Ah, well. I suppose it must have earned her, if not the respect, at least the gratitude of her colleagues. They must have been afraid for a minute that she might do something. Glad that’s straight. Her name must serve as a beacon of hope among wire fraudsters everywhere, at least the ones with integrity. I just hope that keeps her warm at midnight, when she considers the cold wind of history whistling through the shredded remains of her own reputation …

Finally, it’s not too late, she could pull out of the nose dive. Dr. Linda could still do the right thing. She could still open a discussion about noble cause corruption, and what it has done to the field of climate science. She could still talk about the increase in scientific fraud, and what that means to science itself.

Heck, every good theoretical paper needs an example. So she could even talk about how noble cause corruption and blind fanaticism blighted first the Climategate unindicted co-conspirators, then Dr. Peter’s career, then Dr. Linda’s career, and eventually has cast a shadow over the AGU itself …

Alternatively, she could write up a piece and publish it here on WUWT, I’m certain Anthony would have no objections. She could tell us all just why she has done nothing regarding Dr. Gleick’s actions. That’s what I’d do in her shoes. Well, no, actually if I were in her shoes, I’d open a non-adversarial inquiry, to see what we could all learn from Dr. Peter’s fall. But my point is, the game’s not over yet, she could pull through, and I would be very happy to see her do so.

Or not. She could do nothing. But it’s not just her. The problem is the silence of all the rest of the lambs. As Curt Schilling said,

You either are a suspected user or you’re somebody who didn’t actively do anything to stop it. You’re one or the other if you were a player in this generation.

Dear friends, science is in trouble. Retracted papers and inadequate peer-review and horribly slanted papers and even forged papers are all on the rise. If the AGU is unwilling to stop honoring those who actively promote forged documents, then why should anyone place any credence any of them? People are becoming disillusioned, losing faith and trust in science because of the unethical, unscientific, immoral, and sometimes even illegal actions of people like Dr. Gleick and the Climategate crowd … and Dr. Linda Gundersen and the AGU leadership seem to have put themselves firmly in the camp that Curt Schilling called those who “didn’t actively do anything to stop it”.

Work to complete:
**A.** Answer these from the AGU commentary:
(i) On which site does the author suggest Dr. Linda could write up and publish a piece?
(ii) Who is quoted as saying "You either are a suspected user or you're somebody who didn't actively do anything to stop it"?
(iii) Which kinds of papers does the author say are on the rise?
**B.** Rewrite the portion of the AGU commentary starting with "Ah, well. I" and going on through "to science itself.", changing "beacon" to "symbol".

Entries:
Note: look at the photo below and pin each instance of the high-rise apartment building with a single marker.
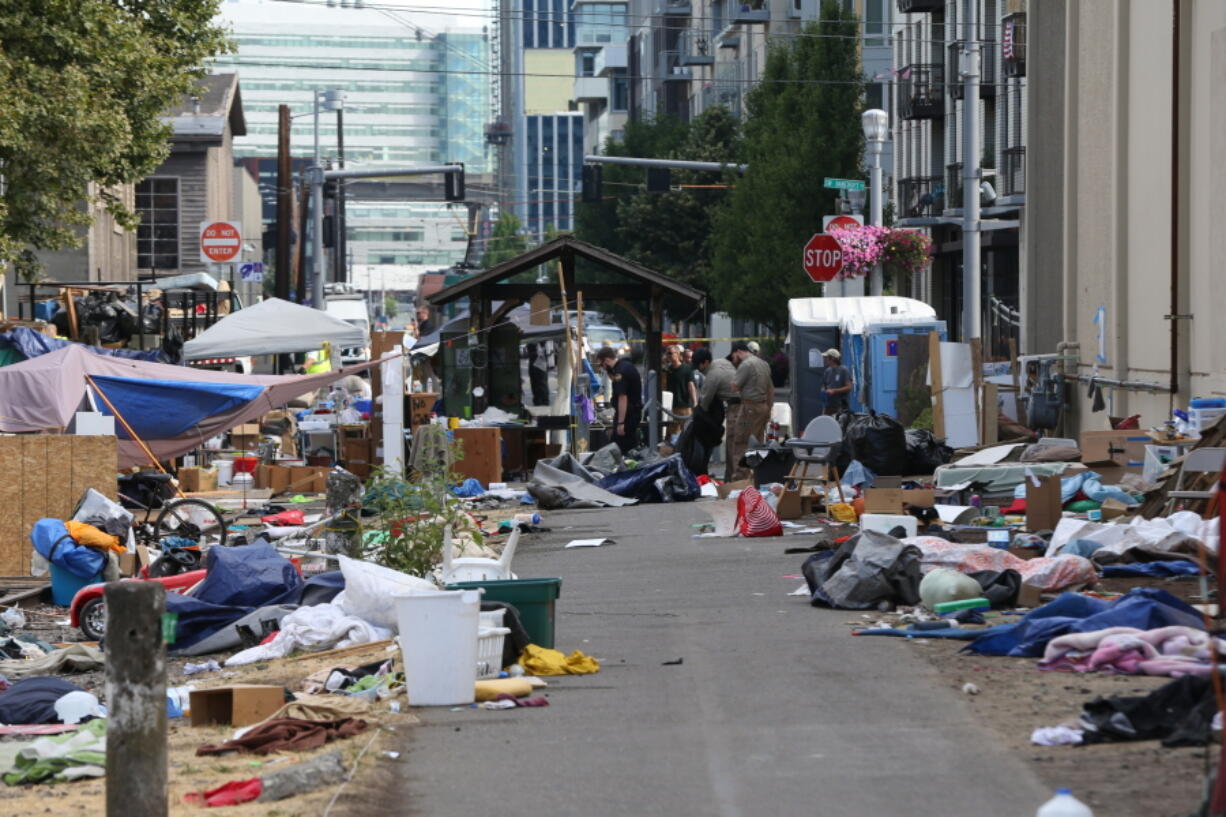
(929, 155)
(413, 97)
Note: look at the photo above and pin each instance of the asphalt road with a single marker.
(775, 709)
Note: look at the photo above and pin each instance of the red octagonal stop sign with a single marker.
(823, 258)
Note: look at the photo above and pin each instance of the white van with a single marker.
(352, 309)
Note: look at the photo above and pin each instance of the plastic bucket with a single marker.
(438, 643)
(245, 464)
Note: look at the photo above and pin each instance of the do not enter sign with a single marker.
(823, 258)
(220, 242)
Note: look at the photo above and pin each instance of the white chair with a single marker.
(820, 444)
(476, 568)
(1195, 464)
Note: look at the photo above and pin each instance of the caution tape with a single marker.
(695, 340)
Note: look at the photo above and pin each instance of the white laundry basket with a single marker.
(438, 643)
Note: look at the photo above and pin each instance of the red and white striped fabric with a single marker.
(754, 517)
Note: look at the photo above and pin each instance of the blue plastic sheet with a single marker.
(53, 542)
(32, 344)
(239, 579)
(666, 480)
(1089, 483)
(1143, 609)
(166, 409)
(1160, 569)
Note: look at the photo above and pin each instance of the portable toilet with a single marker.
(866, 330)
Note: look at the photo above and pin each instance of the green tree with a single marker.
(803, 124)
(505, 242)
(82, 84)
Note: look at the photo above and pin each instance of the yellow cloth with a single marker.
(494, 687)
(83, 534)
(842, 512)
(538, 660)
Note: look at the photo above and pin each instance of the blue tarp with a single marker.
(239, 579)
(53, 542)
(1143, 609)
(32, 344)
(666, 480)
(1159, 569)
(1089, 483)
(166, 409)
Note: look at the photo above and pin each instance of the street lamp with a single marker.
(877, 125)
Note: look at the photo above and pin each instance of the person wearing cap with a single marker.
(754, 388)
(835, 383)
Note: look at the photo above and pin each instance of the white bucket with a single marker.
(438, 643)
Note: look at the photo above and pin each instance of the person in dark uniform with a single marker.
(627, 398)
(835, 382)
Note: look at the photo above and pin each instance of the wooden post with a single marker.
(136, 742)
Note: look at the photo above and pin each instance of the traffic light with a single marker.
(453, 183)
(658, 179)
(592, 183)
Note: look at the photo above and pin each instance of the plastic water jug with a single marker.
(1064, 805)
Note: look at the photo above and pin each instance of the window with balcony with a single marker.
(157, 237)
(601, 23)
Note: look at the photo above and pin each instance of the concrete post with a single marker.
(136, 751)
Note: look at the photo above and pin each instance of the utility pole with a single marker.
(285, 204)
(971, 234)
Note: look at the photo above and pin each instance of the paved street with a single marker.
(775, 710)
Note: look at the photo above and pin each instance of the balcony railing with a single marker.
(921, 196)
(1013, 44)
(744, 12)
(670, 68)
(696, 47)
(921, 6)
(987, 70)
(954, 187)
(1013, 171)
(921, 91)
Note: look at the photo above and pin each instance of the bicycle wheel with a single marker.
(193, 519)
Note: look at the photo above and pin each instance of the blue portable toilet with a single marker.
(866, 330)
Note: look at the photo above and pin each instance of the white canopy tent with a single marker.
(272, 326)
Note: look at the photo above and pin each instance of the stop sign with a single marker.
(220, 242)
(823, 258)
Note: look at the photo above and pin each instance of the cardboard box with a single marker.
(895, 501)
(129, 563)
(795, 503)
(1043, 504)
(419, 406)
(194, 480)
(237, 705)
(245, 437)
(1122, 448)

Outputs by task:
**A.**
(i) WUWT
(ii) Curt Schilling
(iii) Retracted papers, papers with inadequate peer-review, horribly slanted papers, and forged papers

**B.**
Ah, well. I suppose it must have earned her, if not the respect, at least the gratitude of her colleagues. They must have been afraid for a minute that she might do something. Glad that’s straight. Her name must serve as a symbol of hope among wire fraudsters everywhere, at least the ones with integrity. I just hope that keeps her warm at midnight, when she considers the cold wind of history whistling through the shredded remains of her own reputation …

Finally, it’s not too late, she could pull out of the nose dive. Dr. Linda could still do the right thing. She could still open a discussion about noble cause corruption, and what it has done to the field of climate science. She could still talk about the increase in scientific fraud, and what that means to science itself.